→ **SOURCE TEXT**:

# My heart rat is gone far too soon



## moonkissed

On Tuesday I lost my mostest ever heart rat, Khaleesi. She was the best rat anyone could ever imagine. She was beautiful and special. She was an amazing mom! So friendly, she loved people and loved being the center of attention. She was insanely smart & would show me every thing I did wrong rat proofing lol

I loved her so much & going to miss her so deeply. 



















I buried her in a large pot with flowers. I also planted some milkweed & wild flower seeds to attract butterflies when they grow. I own my house but do not have a super large yard and have dogs that like to dig. I've seen lots of people use pots & decided this was fitting for her. 


































The quote on the stone says: "We all come from the Goddess & to Her we will return, like a drop of rain flowing towards the ocean"
It is one of my favorite quotes.


----------



## RatAtat2693

moonkissed said:


> ...The quote on the stone says: "We all come from the Goddess & to Her we will return, like a drop of rain flowing towards the ocean"
> It is one of my favorite quotes.


I love it. So sorry for your loss.


----------



## Love My Rats

great idea so sorry for your loss


----------



## Gribouilli

So sorry for your loss. Very nice memorial. She wil live on in her offspring and your heart.


----------



## Ratloved

Awwwww, sorry for your loss, moonkissed. She looked like she was both beautiful and sweet.


----------



## moonkissed

Thank you everyone. It is so hard to lose them and she was definitely the hardest  



> So sorry for your loss. Very nice memorial. She wil live on in her offspring and your heart.


So selfish of me but I am glad I have her line still.

One of her daughters, Meg is also my heart rat and I am so glad I have her. She doesn't have her mom's attitude, doesn't try to escape lol But is just heart melting sweet. One of her granddaughters is still a babe but I am like you have to be my heart rat too! lol Ok I can't control that but I am hoping she ends up being lol


----------



## Andromeda

What a pretty girl, and I love her name! <3 So sorry you had to lose her.  Their lives are too short.


----------



## MousE190

Ashes to ashes, a beautiful way to lay her to rest, sorry for your lost.


----------



## Kelsbels

So sorry for your loss *big hugs*


----------

→ **GIVEN INFORMATION**:
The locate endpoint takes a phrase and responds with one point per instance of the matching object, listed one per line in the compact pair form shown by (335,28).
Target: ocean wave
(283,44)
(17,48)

→ **TO BE DONE**:
In the rat memorial thread:
(a) What was the name of the rat that died?
(b) What seeds were planted in the pot where she was buried?
(c) What is the name of the daughter who is also called a heart rat?
The listing has no connection to the rat memorial thread.

→ **THE RESPONSE**:
(a) Khaleesi
(b) Milkweed and wild flower seeds
(c) Meg